▸ WRITTEN REQUEST: Please return every line in the records below that contains the word "building", copying each one whole. Case counts, so only lines where the capitalization matches should be included.

▸ RECORDS FOR THE EXERCISE:

########################################

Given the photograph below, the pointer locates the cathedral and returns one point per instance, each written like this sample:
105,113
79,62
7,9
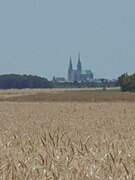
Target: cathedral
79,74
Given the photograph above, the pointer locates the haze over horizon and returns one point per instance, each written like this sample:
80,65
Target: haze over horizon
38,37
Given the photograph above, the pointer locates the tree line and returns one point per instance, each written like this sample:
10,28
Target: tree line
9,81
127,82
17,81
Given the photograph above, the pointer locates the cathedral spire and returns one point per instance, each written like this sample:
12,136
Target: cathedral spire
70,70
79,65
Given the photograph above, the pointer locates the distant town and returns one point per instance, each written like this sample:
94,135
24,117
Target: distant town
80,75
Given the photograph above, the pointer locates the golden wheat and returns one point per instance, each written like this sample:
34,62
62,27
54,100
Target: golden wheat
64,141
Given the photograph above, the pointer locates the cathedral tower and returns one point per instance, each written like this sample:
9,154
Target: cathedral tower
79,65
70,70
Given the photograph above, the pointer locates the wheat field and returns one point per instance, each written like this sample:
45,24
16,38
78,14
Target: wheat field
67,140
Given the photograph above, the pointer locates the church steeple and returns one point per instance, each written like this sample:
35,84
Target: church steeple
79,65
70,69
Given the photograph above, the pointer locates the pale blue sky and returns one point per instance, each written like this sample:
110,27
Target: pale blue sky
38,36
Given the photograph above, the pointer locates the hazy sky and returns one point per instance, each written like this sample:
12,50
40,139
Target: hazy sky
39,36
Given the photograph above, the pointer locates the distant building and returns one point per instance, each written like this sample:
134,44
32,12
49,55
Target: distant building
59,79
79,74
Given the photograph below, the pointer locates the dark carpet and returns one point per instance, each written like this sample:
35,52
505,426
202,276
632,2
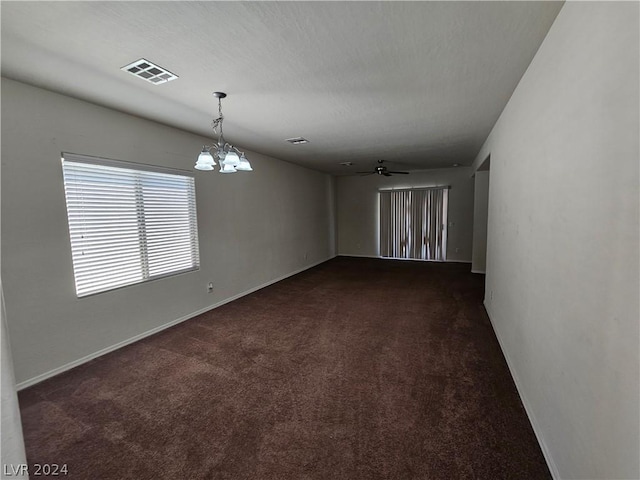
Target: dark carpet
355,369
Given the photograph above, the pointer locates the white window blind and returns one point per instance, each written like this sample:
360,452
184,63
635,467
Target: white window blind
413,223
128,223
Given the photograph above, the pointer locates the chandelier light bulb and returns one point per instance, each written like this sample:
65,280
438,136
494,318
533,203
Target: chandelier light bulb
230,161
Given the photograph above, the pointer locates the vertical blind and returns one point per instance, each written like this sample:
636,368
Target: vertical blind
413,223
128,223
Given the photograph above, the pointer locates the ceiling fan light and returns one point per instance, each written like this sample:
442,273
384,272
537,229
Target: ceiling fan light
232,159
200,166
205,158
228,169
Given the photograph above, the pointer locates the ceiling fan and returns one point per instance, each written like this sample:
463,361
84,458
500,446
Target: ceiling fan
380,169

########################################

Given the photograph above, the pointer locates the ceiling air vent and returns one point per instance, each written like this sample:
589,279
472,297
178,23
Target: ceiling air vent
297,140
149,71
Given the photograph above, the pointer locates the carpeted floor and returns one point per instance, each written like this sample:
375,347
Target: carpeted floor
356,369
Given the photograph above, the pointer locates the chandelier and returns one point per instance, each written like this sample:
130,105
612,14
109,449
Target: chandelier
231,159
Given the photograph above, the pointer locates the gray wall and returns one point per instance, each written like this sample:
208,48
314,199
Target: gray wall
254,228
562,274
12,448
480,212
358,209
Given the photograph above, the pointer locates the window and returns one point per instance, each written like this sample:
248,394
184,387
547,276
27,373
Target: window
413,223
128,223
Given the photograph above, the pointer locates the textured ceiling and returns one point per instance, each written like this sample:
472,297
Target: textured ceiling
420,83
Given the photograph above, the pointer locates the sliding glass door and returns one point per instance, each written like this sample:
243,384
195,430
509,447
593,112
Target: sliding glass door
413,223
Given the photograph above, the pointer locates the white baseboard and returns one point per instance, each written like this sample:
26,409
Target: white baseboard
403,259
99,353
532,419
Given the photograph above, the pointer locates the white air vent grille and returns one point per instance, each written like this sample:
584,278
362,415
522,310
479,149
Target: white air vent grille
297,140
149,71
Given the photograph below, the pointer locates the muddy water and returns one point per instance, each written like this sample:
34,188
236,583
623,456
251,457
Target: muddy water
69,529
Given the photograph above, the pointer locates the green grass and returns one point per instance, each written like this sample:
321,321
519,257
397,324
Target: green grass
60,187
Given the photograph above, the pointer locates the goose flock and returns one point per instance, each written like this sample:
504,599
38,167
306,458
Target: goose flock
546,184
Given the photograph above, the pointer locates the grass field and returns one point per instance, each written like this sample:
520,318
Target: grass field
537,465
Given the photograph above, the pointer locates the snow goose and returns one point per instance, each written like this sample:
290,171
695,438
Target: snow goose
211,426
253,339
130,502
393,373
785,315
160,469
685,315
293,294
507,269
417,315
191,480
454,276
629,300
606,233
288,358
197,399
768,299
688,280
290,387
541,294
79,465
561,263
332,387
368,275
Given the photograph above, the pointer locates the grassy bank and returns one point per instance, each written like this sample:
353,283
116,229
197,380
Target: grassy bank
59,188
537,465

########################################

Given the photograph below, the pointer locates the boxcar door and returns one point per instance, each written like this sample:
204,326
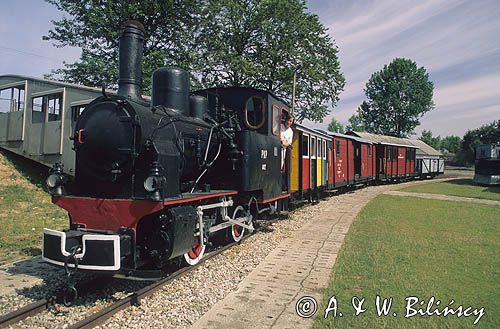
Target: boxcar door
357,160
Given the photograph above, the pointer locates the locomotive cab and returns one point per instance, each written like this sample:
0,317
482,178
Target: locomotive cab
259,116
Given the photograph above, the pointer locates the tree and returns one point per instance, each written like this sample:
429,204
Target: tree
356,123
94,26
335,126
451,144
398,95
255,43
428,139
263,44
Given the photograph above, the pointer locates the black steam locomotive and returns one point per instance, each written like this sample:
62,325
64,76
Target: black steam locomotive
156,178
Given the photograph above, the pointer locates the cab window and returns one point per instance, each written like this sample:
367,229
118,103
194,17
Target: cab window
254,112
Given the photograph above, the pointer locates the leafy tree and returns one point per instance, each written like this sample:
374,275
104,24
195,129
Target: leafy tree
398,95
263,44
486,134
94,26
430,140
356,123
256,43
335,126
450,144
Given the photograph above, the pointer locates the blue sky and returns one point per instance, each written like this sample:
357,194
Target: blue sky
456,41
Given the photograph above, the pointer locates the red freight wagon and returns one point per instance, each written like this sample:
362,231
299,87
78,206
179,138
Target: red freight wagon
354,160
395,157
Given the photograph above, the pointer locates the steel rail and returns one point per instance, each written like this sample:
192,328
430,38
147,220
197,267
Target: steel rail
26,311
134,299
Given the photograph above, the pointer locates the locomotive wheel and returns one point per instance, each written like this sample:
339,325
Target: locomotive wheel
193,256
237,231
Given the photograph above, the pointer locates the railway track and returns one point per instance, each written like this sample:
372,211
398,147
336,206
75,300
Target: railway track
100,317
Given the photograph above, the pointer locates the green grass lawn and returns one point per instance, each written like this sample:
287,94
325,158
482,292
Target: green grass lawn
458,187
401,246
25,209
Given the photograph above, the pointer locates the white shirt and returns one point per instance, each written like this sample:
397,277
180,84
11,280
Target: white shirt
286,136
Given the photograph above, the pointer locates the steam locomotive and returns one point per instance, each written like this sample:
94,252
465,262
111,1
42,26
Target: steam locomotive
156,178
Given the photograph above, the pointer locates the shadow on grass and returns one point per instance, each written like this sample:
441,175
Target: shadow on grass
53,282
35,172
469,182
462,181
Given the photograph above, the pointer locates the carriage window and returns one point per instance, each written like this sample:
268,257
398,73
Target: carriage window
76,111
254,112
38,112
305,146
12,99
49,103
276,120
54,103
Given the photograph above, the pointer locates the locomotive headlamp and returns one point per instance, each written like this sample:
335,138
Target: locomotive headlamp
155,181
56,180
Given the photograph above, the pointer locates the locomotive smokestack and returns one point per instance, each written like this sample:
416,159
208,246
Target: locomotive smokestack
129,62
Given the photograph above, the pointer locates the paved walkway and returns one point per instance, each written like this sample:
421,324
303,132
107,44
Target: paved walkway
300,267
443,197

########################################

▸ CORRECT RESULT:
Given the photograph above, the pointer locates the distant building and returns one point per instance, each written like this sample:
Target: distant building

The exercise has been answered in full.